>> BEGIN

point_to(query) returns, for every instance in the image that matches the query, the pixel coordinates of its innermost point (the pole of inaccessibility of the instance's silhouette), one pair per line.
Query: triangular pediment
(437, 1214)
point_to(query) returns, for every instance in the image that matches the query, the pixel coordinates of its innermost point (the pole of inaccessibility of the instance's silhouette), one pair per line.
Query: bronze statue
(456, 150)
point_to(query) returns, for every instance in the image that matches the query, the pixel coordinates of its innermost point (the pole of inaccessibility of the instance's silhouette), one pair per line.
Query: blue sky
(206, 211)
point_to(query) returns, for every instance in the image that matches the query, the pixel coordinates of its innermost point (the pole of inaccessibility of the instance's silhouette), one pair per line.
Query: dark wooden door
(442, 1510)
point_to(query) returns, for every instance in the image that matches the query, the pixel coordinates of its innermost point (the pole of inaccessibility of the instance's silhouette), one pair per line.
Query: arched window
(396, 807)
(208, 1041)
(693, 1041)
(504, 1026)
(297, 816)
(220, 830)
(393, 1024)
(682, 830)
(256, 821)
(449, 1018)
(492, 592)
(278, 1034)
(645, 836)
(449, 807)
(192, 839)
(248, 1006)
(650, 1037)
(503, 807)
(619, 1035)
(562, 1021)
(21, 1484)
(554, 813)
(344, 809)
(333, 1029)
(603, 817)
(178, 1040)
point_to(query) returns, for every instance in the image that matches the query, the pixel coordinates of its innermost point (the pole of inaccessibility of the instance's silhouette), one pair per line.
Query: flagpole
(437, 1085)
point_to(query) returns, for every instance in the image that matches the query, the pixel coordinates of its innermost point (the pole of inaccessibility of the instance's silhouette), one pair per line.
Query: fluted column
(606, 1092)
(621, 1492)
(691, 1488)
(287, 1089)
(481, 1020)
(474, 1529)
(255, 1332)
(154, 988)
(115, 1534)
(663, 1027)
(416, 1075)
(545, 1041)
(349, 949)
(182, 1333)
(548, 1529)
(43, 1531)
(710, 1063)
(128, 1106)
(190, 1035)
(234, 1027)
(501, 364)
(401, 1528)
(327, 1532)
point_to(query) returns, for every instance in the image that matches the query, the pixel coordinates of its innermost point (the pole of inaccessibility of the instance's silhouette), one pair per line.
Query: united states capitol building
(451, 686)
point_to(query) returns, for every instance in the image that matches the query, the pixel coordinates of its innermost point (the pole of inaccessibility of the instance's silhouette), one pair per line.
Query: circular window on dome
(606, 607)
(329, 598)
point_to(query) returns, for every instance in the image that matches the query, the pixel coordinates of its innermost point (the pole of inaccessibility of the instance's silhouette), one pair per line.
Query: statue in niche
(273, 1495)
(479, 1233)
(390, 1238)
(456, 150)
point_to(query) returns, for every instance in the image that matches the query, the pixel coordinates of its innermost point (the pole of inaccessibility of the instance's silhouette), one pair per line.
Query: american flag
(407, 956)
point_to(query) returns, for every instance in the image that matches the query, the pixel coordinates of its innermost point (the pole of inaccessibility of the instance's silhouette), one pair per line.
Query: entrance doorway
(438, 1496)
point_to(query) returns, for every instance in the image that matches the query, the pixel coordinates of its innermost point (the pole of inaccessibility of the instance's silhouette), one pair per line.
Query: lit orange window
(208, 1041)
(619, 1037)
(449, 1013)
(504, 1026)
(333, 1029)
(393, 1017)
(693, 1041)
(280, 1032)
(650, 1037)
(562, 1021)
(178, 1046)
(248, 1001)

>> END

# WRITTEN REQUEST:
Return all of the lines above, copied verbatim.

# RESPONSE:
point_to(query) returns, for every instance in the image that matches the query, the pixel coordinates of its innermost point (the pole of inaccessibility of the instance's silhouette), one pair per line.
Query: triangular pediment
(437, 1214)
point_to(query) returns, for every instance in the image that matches the query, the pixel coordinates of its innermost point (the pole of inaccessibility of the instance's silhouette), one pair per line.
Query: bronze statue
(456, 150)
point_to(query) returns, for every instance in the image that matches the query, the pixel coordinates of its innermost point (the pole of inaccessibility of the instance's silhouette), one pair per line.
Query: blue sky
(206, 211)
point_to(query) returns, for every instance in the image that matches the query, the pixel coordinates of its innermost point (the pole of inaccessibility of the instance's silhouette), one pair per line.
Query: dark wooden door
(442, 1510)
point_to(query) returns, for every instance in the image that matches the query, the pixel coordinates of its innermost point (the pole of inaccessibility of the instance's silhouette), one pair per line.
Query: arched window
(396, 807)
(208, 1041)
(693, 1041)
(504, 1026)
(297, 816)
(220, 830)
(393, 1024)
(682, 830)
(256, 821)
(449, 1018)
(492, 592)
(278, 1034)
(645, 836)
(449, 807)
(192, 839)
(248, 1006)
(650, 1037)
(503, 807)
(619, 1035)
(562, 1021)
(21, 1484)
(554, 813)
(344, 809)
(333, 1029)
(603, 817)
(178, 1040)
point_to(query) returns, for every instance in the image that matches the query, the pixel coordinates of its innermost point (the pole of inaccessibility of the instance's silhouette), one pair per line.
Query: flagpole
(437, 1085)
point_to(query) returns, for every instance in the image that matches the query, the pixel coordinates of its innermost point (the pole of inaccessibility of the instance's silhouette), one pair per line.
Query: fluted column
(606, 1092)
(621, 1492)
(691, 1488)
(287, 1089)
(481, 1020)
(474, 1529)
(255, 1332)
(154, 988)
(115, 1534)
(663, 1027)
(416, 1075)
(545, 1041)
(349, 949)
(182, 1333)
(548, 1529)
(43, 1531)
(710, 1063)
(128, 1106)
(190, 1035)
(234, 1027)
(501, 364)
(401, 1528)
(327, 1532)
point_to(query) returns, for every instance in the image that matches the query, the pixel coordinates of its innermost point (the pole of inaccessibility of the instance's silhouette), one pair per line.
Query: united states capitol building
(451, 686)
point_to(query) returns, for every instance in the image that matches the query, the pixel coordinates of its innermost point (the pole of inaccessibility of the instance's silhouette), one pair per line.
Query: circular window on dome
(606, 607)
(329, 598)
point_to(query) returns, for every instance in the image that matches the query, the pixel coordinates of its innermost point (the pole of inaccessibility of the instance's silhouette), one pair per line.
Query: statue in niche
(273, 1495)
(479, 1233)
(390, 1238)
(456, 150)
point_to(query) returns, for every instance in the image that matches the query, the pixel coordinates of its innermost point (the pole of inaccessibility of the instance's silhouette), one pair per line.
Query: american flag
(407, 956)
point_to(query) returns, for every instance in the image that matches the query, the pixel coordinates of its innermost point (the pole of inaccessibility of the instance's silhouette), one pair per line.
Query: entrance doorway
(438, 1496)
point_to(query) returns, for every instance in the image that matches the query, the pixel coordinates of its innermost point (the pole of inaccessibility of the instance's silhouette), one pair per line.
Query: lit orange window
(208, 1041)
(619, 1037)
(449, 1013)
(504, 1026)
(333, 1029)
(393, 1017)
(693, 1041)
(280, 1032)
(650, 1037)
(562, 1021)
(178, 1046)
(248, 1001)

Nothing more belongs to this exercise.